• [Texto fuente]:
____________________

DOMINGO XXII del TIEMPO ORDINARIO (B) Mc 7, 1-8. 14-15. 21-23
Lo que sale del corazón
del hombre, es lo que hace impuro al hombre.
De
nuevo surge la polémica de los fariseos y maestros de la ley con Jesús.
Legalistas y
obcecados. Ellos sostenían que la ley estaba por encima de todo,
incluso del mismo hombre. El sábado para
el hombre, y no al revés, les dijo un día Jesús. Pero, además de la ley,
había una serie de tradiciones y prescripciones que se iban añadiendo a lo
largo del tiempo, y que obligaban férreamente a su cumplimiento. Entre otras,
las abluciones antes de la comidas. No se trataba sólo de lavarse o no las
manos antes de sentarse a la mesa. Las abluciones, para ellos, tenían rango de
rito sagrado. Eran vinculantes, con la misma fuerza de la ley escrita, como si
hubieran sido reveladas también por el mismo Dios.

____________________

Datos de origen

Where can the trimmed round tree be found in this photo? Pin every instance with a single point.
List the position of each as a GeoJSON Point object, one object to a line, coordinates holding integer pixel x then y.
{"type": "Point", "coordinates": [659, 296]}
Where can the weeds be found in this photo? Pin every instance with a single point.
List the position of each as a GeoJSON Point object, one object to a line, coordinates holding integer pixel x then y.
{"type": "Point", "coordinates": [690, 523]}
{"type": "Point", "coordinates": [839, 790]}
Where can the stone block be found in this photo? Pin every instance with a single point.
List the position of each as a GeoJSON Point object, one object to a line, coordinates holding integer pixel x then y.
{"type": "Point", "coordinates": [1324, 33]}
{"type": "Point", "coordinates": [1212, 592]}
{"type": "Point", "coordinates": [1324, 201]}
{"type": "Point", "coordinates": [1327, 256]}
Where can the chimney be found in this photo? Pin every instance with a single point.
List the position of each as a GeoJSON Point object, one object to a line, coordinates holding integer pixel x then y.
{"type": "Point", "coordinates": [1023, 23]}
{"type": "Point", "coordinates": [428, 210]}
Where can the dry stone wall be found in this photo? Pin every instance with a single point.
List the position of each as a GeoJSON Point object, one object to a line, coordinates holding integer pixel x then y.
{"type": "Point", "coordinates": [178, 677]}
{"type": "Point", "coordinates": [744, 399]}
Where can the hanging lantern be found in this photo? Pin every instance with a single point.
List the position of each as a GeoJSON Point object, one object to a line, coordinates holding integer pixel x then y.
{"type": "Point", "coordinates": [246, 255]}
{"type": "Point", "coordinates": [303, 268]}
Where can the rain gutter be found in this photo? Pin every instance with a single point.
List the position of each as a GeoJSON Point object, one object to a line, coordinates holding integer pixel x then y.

____________________

• [Objetivo del ejercicio]: ¿Puedes reproducir el fragmento del texto sobre el domingo XXII que va entre "DOMINGO XXII del" y "ley con Jesús.", ambos incluidos, cambiando "polémica" por "discusión"?

• [Resultado de la tarea]:
DOMINGO XXII del TIEMPO ORDINARIO (B) Mc 7, 1-8. 14-15. 21-23
Lo que sale del corazón
del hombre, es lo que hace impuro al hombre.
De
nuevo surge la discusión de los fariseos y maestros de la ley con Jesús.